[[ Material for this task, beginning ]]
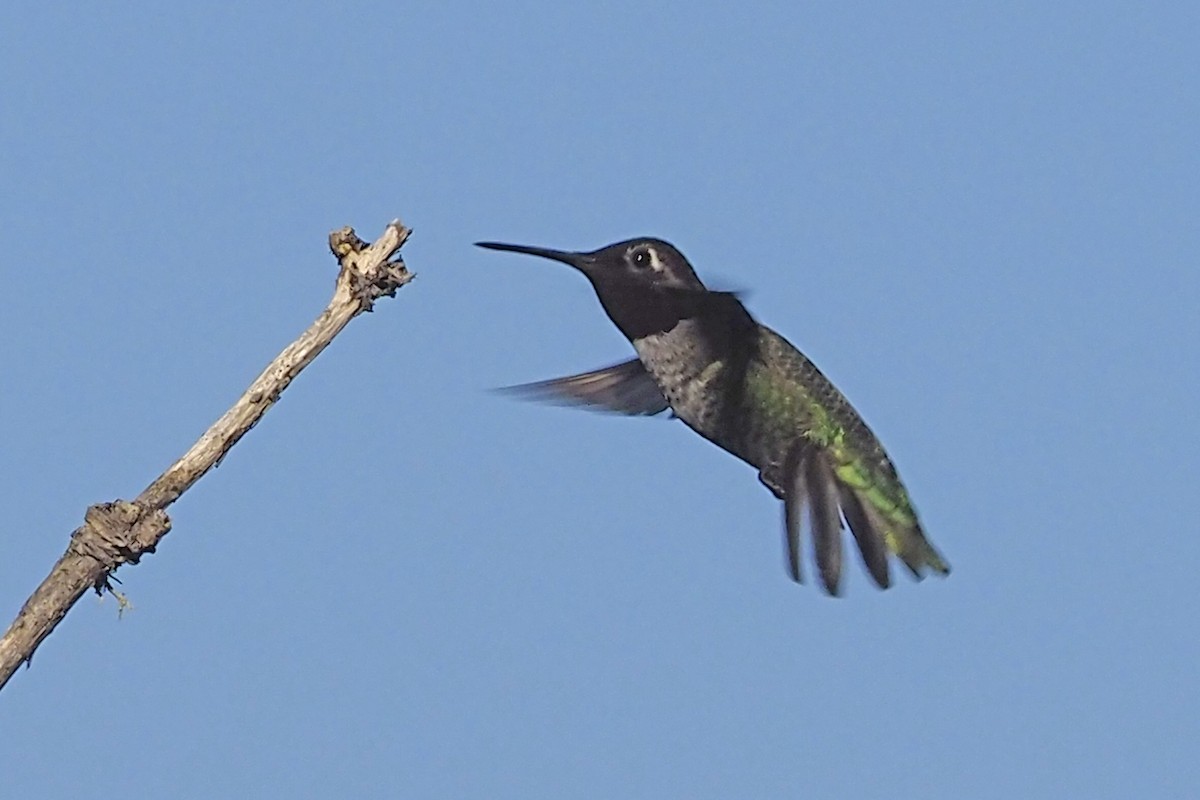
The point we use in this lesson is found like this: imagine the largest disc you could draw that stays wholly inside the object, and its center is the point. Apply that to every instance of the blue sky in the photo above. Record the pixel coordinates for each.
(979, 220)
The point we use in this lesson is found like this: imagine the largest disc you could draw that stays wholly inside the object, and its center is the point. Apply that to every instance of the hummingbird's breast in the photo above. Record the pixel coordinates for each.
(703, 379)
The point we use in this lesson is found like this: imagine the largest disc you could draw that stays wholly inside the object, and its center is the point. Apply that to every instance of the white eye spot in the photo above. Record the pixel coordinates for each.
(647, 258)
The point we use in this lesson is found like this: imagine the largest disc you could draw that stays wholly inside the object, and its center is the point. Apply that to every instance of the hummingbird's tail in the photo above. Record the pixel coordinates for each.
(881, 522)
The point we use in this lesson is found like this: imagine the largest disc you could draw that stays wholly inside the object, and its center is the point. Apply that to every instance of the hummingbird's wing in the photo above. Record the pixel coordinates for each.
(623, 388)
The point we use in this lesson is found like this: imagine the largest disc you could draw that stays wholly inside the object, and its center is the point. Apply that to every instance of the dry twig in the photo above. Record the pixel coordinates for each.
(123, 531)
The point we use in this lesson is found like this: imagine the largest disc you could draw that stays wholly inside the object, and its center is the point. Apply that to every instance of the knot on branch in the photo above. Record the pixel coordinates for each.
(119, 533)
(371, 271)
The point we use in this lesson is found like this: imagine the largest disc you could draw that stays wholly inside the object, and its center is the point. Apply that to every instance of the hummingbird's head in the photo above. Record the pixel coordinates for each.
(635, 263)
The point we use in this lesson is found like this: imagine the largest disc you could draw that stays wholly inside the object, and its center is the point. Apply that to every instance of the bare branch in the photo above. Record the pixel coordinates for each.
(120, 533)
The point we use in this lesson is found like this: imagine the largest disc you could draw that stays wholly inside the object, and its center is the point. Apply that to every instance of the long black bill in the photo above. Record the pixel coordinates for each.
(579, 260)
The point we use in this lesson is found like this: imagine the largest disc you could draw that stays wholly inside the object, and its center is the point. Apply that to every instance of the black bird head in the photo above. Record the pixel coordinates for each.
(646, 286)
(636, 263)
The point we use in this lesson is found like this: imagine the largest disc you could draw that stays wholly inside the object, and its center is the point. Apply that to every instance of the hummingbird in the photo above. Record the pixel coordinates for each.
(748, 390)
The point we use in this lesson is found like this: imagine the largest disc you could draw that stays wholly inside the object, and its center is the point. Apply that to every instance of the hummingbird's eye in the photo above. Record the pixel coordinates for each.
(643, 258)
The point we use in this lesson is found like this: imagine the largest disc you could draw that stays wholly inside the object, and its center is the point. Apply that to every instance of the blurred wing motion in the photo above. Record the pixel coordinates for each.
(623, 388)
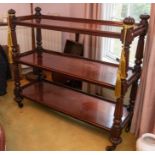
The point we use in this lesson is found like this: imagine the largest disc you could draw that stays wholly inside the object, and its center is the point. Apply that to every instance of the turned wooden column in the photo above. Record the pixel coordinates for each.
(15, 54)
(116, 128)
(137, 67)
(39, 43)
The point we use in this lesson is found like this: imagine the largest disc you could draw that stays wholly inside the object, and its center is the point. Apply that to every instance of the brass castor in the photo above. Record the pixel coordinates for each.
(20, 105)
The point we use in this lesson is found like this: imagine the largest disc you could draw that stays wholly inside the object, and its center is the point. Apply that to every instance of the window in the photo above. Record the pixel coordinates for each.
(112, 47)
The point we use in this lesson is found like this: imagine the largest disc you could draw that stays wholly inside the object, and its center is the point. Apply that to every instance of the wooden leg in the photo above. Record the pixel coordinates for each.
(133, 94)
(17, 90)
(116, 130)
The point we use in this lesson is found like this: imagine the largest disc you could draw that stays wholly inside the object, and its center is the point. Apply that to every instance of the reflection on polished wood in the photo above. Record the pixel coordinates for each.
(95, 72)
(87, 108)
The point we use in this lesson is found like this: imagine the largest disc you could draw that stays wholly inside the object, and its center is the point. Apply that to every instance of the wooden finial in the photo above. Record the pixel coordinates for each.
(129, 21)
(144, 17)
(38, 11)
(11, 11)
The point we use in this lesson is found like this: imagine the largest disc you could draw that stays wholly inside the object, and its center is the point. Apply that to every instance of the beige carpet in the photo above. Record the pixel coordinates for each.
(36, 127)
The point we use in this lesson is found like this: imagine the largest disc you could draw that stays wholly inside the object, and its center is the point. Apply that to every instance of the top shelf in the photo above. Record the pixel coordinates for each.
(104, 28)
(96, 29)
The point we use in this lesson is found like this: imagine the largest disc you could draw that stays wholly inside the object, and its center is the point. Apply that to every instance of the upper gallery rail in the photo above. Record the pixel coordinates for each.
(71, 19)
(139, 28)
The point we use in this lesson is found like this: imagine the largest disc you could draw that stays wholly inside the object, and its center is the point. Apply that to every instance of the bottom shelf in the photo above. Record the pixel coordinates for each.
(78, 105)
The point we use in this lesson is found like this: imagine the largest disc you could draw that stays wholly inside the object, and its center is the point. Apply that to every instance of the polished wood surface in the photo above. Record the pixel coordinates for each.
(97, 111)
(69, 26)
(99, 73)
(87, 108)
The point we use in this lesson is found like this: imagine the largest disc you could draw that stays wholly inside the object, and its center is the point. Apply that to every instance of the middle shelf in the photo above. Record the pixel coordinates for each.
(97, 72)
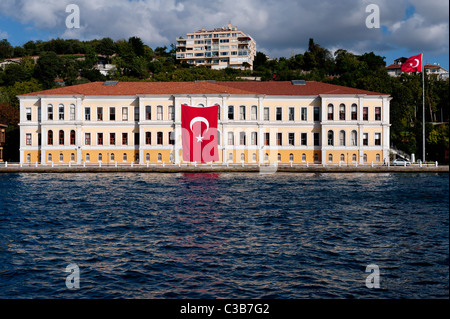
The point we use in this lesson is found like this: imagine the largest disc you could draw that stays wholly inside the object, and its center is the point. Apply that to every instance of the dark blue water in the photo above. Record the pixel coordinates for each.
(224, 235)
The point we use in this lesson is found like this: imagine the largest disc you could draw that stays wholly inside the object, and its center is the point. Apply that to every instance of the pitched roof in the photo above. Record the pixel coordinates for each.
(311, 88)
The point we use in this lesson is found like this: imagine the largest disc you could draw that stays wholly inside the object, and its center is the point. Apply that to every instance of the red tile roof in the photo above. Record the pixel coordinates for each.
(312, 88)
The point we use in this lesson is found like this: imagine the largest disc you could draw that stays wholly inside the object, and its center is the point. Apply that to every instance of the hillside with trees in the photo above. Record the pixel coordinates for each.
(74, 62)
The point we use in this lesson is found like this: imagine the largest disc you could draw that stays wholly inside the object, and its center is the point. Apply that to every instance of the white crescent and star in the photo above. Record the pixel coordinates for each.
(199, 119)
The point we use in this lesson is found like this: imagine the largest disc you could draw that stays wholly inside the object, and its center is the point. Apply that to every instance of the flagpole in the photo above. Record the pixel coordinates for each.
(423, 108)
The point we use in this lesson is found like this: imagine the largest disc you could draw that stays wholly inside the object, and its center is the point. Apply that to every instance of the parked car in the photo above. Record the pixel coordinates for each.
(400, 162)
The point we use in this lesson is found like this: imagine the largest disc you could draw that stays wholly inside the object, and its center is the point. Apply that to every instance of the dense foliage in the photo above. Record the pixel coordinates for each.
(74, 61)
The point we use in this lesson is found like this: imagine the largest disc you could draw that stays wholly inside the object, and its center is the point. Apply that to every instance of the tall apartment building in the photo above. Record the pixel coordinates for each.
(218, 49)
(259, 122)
[[ Material for this task, end ]]
**Directions for this task:** Your response should consist solely of the lines from the one containing "of the parked" to the end of the entries, both ends included, exactly as they appear.

**Answer to the exercise:**
The point we use in this lesson is found like this: imagine the largest disc you could draw that stays wholly inside the object, and its center is the point. Apply that to every instance of the parked car in the photo above. Record the pixel coordinates for each.
(400, 162)
The point we use in this lesson is found like this: imagine the largest disc you could draw that stays wholly inside the object, and its center is the point. Apply that to every instance of the dense foliage in the photo above. Record the pixel coordinates for each.
(74, 61)
The point we use in this lesson is found like this: imagine the largest disc you could draw that stays wholly inside the object, and its center is the point. Apply that to every instance of the tall apartment building in the photo above. Record the pixel coordinates for each.
(218, 49)
(259, 122)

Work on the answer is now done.